### What is required
In the entries that follow, locate the line with "Target: overcast sky", then restate that line and all later lines exactly as they appear, leaving pictures out.

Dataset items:
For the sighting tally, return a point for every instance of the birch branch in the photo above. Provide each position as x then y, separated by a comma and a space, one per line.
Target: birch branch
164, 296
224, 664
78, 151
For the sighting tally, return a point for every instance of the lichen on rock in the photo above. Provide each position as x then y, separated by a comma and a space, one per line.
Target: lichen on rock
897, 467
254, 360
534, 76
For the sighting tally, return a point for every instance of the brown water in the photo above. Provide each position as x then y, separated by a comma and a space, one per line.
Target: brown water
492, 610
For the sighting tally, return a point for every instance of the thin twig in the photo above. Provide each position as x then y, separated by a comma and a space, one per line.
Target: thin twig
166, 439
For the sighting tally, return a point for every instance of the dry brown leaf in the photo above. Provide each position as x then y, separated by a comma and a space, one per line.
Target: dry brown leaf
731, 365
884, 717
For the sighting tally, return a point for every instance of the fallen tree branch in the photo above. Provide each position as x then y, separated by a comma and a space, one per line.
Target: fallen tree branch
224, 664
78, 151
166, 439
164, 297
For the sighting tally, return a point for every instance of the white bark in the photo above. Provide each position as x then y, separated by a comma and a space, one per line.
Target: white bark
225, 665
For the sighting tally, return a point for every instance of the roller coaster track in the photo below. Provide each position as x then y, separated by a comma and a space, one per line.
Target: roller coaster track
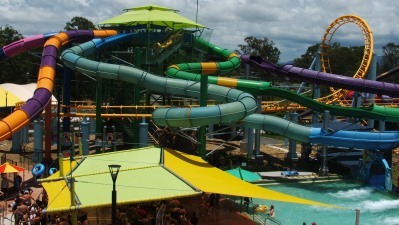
337, 95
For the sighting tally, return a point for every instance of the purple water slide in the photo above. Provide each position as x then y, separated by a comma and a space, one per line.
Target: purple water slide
338, 81
42, 96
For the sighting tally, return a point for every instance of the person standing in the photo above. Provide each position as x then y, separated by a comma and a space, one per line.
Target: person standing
194, 219
17, 182
272, 213
4, 184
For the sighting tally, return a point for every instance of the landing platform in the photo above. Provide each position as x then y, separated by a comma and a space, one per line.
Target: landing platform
303, 176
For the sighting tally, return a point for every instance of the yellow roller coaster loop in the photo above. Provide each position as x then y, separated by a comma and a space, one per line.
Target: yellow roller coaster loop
337, 95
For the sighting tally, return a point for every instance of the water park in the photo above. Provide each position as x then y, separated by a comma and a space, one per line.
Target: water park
163, 93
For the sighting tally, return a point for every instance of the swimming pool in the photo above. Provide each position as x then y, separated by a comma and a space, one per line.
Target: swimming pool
376, 207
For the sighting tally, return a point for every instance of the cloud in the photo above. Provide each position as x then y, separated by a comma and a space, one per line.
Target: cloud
292, 25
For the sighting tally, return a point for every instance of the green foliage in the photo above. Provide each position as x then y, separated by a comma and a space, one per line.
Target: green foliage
306, 59
261, 47
79, 23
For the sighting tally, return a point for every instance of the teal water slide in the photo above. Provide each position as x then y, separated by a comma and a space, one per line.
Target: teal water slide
236, 105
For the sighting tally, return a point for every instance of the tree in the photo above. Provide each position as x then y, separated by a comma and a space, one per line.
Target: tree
306, 59
261, 47
16, 69
79, 23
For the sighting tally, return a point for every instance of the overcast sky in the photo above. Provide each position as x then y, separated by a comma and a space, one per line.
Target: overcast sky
293, 25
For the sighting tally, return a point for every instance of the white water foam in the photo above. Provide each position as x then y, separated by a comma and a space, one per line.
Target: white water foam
391, 221
379, 206
353, 193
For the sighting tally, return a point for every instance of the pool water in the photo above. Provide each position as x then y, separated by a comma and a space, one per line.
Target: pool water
376, 207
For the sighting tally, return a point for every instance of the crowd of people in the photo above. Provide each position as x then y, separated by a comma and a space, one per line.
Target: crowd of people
28, 210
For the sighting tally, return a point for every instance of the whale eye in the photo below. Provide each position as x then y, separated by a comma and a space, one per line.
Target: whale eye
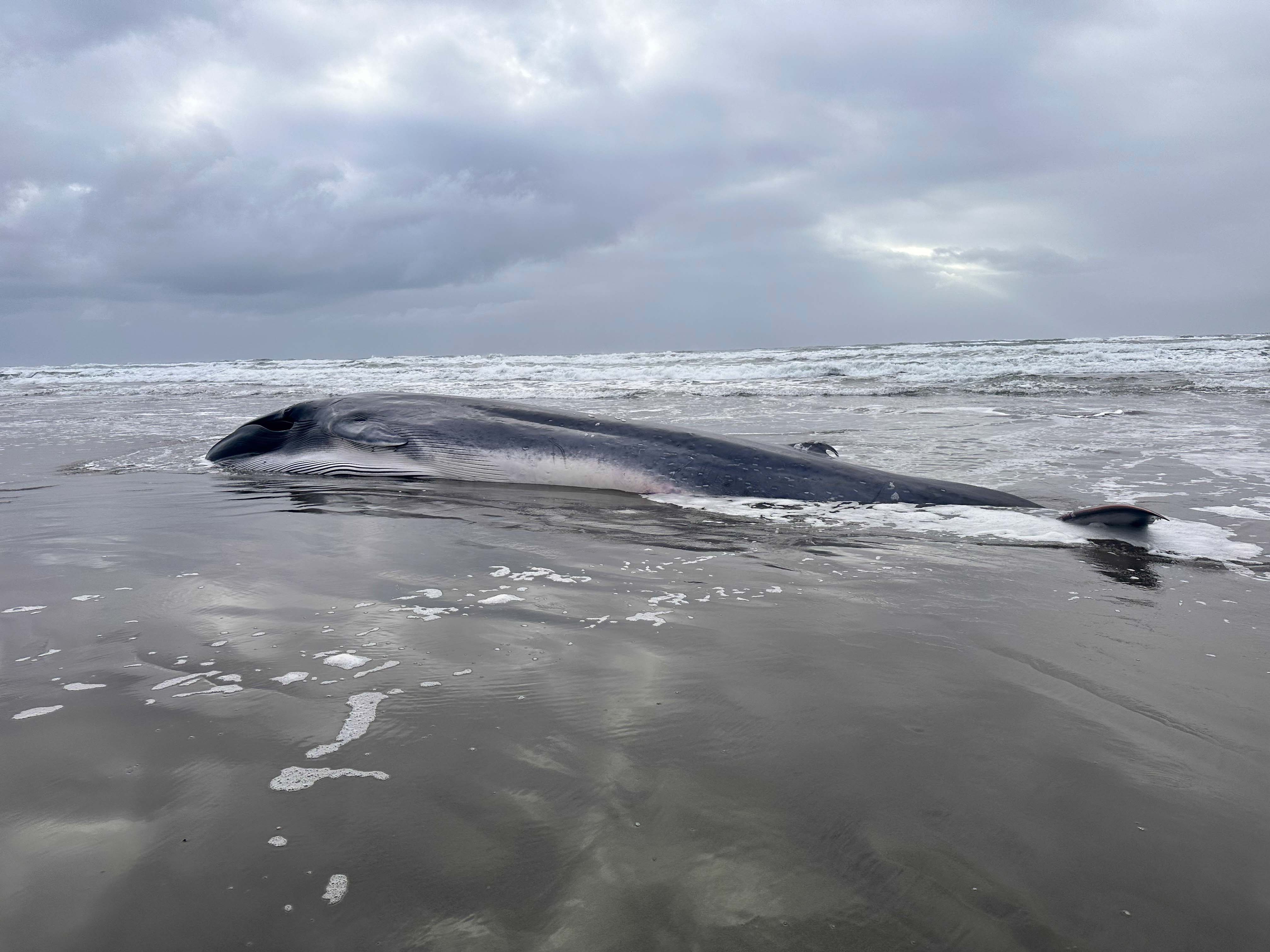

### Response
Target: overcast sky
293, 25
For the sighting tally, return a point for every instance of the white water foam in the photo above. Provide each position as x then y, separated by a comma and a space, one per line.
Target: white water foam
391, 221
379, 206
353, 193
For the sighting tally, return a point for every instance of the pool water in the photo above. Provide each position as x then y, separated by a comma and a space, one per line.
Target: pool water
376, 207
For the sighting tally, return a point for every instance of the crowd of people in the photo above. Provide each position as x then y, separated by a comma and a space, one per line.
Target: crowd of people
28, 210
For the sighting tally, return a point for every instance of the whale eye in the photo below. Provide each position as x then y, separated by a comma and a space, one per line.
Target: whale eye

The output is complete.